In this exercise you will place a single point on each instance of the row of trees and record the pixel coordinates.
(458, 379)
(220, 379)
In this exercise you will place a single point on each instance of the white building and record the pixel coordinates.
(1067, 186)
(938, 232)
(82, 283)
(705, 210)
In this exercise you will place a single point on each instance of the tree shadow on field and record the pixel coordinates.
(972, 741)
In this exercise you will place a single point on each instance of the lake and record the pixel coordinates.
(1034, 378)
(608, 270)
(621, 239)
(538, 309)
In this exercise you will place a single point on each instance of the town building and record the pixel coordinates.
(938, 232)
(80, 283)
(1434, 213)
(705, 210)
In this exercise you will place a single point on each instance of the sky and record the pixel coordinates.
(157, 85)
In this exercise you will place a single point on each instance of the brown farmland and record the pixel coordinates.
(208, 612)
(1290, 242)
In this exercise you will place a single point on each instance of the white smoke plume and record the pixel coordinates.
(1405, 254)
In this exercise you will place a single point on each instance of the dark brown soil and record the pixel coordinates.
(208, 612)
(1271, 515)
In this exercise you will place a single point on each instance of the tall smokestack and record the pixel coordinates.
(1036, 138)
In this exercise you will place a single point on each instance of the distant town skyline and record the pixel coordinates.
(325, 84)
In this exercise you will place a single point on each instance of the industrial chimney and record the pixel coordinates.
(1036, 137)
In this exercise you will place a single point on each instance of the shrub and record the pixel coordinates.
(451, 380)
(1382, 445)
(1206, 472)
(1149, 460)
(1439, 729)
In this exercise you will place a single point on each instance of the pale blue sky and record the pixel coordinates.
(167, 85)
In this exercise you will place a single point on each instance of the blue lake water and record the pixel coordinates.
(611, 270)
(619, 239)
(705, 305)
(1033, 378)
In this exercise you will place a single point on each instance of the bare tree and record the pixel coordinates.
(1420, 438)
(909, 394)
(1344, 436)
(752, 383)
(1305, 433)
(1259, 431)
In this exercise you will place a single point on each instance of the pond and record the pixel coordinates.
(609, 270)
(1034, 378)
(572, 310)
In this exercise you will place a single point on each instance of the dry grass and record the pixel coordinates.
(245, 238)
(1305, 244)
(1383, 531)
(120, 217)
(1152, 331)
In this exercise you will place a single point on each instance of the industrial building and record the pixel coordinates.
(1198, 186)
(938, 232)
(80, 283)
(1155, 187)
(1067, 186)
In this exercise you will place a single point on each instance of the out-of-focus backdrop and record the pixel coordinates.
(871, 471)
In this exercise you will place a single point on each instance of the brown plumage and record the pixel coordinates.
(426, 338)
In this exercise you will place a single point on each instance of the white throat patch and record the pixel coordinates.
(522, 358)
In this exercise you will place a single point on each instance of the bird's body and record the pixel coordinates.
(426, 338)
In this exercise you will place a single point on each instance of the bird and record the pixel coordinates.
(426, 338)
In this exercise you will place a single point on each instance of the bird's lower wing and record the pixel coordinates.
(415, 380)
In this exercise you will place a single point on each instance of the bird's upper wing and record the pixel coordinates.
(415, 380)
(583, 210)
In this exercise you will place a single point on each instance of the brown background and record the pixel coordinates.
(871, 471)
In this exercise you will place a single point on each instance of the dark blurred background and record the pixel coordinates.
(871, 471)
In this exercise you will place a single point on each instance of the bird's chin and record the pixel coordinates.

--------------------------------

[DIRECTIONS FOR THIS TASK]: What you return should match every line above exactly.

[EXERCISE RESPONSE]:
In this exercise you will place a single point on each instance of the row of trees and record the pixel coordinates.
(458, 379)
(220, 379)
In this exercise you will place a single point on each instance of the white building and record the pixel coordinates.
(1067, 186)
(938, 232)
(82, 283)
(705, 210)
In this exercise you will place a single point on each instance of the tree shadow on field and record the pixel coordinates.
(972, 741)
In this exercise you will place a single point on each instance of the lake and record the pixel coordinates.
(1034, 378)
(608, 270)
(621, 239)
(538, 309)
In this exercise you will place a single point on each instance of the town building and record the pixel coordinates.
(938, 232)
(80, 283)
(1434, 213)
(705, 210)
In this exercise you will place a single point on each instance of the sky and record the pixel coordinates.
(157, 85)
In this exercise you will place a single point on each instance of the brown farmland and record the pixel coordinates.
(208, 612)
(1290, 242)
In this exercise you will place a single point on each instance of the white smoke plume and record the pixel coordinates.
(1405, 254)
In this exercise you will place a single point on each instance of the dark brown soil and record the pixel coordinates.
(208, 612)
(1271, 515)
In this exercise you will place a single point on each instance of the tall smokestack and record the pixel coordinates.
(1036, 138)
In this exercise you will place a single point on each instance of the distant town skyline and record the pixel coordinates.
(325, 84)
In this exercise you will place a single point on each instance of the industrial chimney and record the pixel coordinates.
(1036, 137)
In this exercise you will place a single point on each instance of the shrub and record the pixel coordinates.
(451, 380)
(1382, 445)
(1206, 472)
(1149, 460)
(1439, 729)
In this exercise you will place a single point on each instance of the pale blue sky and record the pixel coordinates.
(167, 85)
In this exercise you will place a single point on each instance of the blue lake water and record the pixel coordinates.
(611, 270)
(619, 239)
(705, 305)
(1033, 378)
In this exercise you will place a single point on each instance of the bare tree and record the pixel coordinates.
(1420, 438)
(909, 394)
(1344, 436)
(752, 383)
(1305, 433)
(1259, 431)
In this exercise you will place a single point on each instance of the pond and record the pixel coordinates.
(609, 270)
(1034, 378)
(572, 310)
In this exercise you will place a single point on each instance of the dry grass and record the pixel coordinates.
(245, 238)
(1305, 244)
(1383, 531)
(120, 217)
(1152, 331)
In this exercise you will place a single point on each instance of the industrial building and record the pixel coordinates.
(1198, 186)
(938, 232)
(80, 283)
(1155, 187)
(1067, 186)
In this exercise you will place a single point on each instance of the out-of-focus backdrop and record the pixel coordinates.
(871, 471)
In this exercise you will place a single point on each instance of the brown plumage and record the pixel coordinates.
(426, 338)
In this exercise you will place a single point on each instance of the white throat patch and record the pixel coordinates.
(522, 358)
In this exercise you will place a single point on each instance of the bird's body and record the pixel coordinates.
(426, 338)
In this exercise you will place a single point on each instance of the bird and record the pixel coordinates.
(426, 338)
In this exercise you will place a single point on each instance of the bird's lower wing and record the pixel coordinates.
(415, 380)
In this exercise you will place a single point on each instance of the bird's upper wing and record the pixel coordinates.
(415, 380)
(583, 210)
In this exercise you will place a single point on each instance of the brown background and record the pixel coordinates.
(871, 471)
In this exercise you will place a single point on each instance of the dark blurred background and record the pixel coordinates.
(871, 471)
In this exercise you will place a single point on each instance of the bird's chin and record the pixel coordinates.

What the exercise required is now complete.